## Dataset entries:
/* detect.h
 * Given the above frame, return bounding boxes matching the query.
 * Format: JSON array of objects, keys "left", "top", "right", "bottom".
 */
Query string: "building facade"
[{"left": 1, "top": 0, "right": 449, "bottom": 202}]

## Assigned task:
The records above should be printed in full, exactly as they appear.

## Result below:
/* detect.h
 * Given the above frame, return bounding boxes matching the query.
 * Format: JSON array of objects, keys "left", "top", "right", "bottom".
 */
Query string: "building facade"
[{"left": 1, "top": 0, "right": 449, "bottom": 202}]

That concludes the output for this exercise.